++++ Supplied records ++++
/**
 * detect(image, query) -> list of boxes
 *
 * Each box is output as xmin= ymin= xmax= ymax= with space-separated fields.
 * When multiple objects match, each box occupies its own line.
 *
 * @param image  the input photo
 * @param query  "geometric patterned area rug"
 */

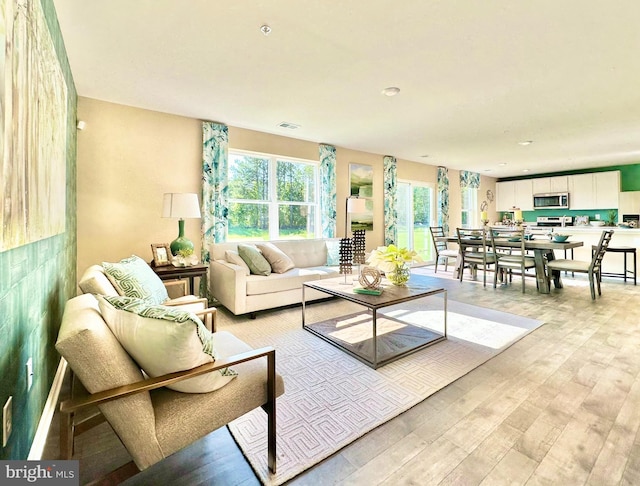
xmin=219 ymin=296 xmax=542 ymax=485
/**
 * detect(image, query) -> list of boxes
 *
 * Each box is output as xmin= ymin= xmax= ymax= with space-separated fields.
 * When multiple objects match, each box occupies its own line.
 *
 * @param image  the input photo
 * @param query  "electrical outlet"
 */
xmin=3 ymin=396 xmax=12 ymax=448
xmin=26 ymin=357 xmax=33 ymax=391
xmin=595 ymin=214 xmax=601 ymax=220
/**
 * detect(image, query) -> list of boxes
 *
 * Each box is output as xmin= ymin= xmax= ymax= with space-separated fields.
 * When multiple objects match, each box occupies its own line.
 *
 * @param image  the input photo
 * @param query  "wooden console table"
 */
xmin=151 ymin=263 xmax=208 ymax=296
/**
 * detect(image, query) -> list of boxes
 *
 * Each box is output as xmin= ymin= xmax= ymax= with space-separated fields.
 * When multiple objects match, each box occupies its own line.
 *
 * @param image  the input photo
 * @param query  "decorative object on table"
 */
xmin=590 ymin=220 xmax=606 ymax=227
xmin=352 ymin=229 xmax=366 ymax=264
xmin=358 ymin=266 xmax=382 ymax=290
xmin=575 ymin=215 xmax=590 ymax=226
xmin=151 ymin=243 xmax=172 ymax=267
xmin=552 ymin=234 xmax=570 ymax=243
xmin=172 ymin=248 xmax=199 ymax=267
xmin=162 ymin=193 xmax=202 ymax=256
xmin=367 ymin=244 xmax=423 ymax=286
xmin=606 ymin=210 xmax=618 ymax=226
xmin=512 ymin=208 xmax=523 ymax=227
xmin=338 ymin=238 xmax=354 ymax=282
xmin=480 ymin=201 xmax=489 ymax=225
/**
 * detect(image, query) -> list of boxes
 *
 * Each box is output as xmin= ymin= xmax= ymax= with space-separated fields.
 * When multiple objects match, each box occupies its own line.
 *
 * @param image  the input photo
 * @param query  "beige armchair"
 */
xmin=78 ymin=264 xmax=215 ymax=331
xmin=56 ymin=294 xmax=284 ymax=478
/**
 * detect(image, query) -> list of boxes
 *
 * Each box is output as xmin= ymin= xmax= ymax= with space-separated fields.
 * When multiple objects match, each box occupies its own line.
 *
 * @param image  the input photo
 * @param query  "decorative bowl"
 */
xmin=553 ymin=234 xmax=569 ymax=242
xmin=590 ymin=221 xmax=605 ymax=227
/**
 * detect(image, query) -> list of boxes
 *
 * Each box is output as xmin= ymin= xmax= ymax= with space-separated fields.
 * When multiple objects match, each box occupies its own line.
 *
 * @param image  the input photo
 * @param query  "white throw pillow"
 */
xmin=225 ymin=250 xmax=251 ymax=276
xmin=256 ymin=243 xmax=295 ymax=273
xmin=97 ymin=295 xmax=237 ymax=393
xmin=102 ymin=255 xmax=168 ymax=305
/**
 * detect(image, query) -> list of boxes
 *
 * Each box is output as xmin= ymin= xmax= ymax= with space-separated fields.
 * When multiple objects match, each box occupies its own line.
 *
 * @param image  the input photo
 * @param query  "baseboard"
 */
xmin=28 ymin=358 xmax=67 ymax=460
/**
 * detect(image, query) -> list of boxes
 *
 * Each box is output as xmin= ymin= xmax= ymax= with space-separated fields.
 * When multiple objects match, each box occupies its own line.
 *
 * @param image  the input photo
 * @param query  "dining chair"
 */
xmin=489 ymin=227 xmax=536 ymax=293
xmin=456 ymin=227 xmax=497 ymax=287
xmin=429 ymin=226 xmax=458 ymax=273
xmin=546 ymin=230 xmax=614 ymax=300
++++
++++ Supplied records ++++
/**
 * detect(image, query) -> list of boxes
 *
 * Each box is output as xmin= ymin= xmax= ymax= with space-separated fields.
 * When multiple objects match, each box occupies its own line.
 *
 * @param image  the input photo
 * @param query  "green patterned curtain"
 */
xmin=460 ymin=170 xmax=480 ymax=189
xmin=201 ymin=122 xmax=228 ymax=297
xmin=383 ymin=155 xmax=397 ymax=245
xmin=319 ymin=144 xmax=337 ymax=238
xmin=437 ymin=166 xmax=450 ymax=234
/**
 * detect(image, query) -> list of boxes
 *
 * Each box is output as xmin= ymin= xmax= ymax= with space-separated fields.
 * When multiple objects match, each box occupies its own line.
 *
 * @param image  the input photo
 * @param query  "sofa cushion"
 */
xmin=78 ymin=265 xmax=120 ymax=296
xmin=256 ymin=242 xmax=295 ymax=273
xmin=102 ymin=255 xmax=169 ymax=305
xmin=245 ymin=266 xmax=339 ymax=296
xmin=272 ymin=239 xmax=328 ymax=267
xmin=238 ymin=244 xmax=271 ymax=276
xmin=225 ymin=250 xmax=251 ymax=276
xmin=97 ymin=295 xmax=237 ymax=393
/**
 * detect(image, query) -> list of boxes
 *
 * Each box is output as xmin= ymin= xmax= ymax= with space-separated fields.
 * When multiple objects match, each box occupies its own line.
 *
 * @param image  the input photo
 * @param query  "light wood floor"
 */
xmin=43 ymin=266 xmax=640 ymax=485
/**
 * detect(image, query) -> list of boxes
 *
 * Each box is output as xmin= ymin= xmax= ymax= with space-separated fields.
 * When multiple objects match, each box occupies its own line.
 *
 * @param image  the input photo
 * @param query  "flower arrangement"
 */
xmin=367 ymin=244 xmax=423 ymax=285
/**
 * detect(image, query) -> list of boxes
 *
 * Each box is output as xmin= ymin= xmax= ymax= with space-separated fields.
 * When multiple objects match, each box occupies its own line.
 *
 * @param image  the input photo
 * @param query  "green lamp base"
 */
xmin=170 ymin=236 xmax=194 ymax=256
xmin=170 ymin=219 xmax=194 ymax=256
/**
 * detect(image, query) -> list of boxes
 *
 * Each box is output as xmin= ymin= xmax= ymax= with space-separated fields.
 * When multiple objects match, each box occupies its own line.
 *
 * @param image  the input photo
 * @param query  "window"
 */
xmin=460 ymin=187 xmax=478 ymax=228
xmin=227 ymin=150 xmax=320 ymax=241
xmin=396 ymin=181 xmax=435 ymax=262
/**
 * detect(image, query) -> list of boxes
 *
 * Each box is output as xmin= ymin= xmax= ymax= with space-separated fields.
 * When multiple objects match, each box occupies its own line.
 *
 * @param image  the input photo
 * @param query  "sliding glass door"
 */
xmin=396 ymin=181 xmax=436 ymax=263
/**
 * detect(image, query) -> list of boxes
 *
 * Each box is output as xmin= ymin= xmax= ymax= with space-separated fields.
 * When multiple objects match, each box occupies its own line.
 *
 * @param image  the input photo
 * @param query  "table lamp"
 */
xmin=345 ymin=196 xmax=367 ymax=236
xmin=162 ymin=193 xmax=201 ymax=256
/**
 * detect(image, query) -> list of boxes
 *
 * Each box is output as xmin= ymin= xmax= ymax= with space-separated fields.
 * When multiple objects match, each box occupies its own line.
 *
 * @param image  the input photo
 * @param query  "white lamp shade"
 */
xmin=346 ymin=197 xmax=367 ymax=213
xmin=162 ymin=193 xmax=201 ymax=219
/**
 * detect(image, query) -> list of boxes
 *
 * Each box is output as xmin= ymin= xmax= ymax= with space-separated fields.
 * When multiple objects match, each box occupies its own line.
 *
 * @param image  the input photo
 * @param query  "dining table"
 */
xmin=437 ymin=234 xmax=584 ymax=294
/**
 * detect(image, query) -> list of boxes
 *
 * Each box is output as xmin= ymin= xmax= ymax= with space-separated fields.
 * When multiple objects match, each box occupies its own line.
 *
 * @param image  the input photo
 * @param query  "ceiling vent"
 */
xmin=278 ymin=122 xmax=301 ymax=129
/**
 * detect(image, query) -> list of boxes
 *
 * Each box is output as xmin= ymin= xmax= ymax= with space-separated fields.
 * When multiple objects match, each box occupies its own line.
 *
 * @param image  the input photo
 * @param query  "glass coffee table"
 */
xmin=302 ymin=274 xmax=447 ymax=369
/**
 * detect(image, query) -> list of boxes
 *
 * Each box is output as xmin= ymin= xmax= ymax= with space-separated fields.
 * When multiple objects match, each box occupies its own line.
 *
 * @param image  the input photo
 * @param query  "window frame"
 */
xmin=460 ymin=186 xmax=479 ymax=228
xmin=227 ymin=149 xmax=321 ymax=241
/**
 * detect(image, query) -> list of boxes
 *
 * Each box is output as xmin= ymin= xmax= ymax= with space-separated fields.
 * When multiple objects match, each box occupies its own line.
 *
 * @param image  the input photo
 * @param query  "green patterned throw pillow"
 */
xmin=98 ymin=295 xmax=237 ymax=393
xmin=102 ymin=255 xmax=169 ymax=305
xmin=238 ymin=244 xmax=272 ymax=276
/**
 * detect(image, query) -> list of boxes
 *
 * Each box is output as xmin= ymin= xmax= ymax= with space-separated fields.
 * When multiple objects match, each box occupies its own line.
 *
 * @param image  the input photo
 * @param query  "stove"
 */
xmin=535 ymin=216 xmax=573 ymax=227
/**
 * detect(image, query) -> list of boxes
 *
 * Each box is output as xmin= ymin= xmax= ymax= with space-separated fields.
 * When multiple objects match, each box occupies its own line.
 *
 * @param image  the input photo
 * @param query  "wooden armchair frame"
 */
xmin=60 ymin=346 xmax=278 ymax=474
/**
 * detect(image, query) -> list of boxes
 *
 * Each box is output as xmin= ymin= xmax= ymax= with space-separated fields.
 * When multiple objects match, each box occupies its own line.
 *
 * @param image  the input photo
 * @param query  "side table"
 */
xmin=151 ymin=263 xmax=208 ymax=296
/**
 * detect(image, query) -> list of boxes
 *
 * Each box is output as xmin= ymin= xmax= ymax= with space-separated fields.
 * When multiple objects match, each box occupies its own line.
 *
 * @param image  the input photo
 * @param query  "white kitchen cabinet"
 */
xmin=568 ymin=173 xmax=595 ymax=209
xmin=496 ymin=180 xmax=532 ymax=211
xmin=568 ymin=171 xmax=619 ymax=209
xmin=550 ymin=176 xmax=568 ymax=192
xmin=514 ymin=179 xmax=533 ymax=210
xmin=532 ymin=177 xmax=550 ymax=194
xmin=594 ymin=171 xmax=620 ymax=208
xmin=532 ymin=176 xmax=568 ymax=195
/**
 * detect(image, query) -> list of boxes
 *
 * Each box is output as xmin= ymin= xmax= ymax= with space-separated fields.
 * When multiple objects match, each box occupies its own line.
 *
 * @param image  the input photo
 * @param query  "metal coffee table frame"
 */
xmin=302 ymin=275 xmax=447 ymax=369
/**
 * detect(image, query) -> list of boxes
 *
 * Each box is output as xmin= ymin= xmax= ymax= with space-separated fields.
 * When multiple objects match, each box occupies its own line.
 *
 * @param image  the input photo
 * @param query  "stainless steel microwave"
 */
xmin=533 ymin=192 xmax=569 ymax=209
++++
◆ Your task
After reading through the records, count the lines that hold the string "pillow" and give only the count.

◆ Response to this task
2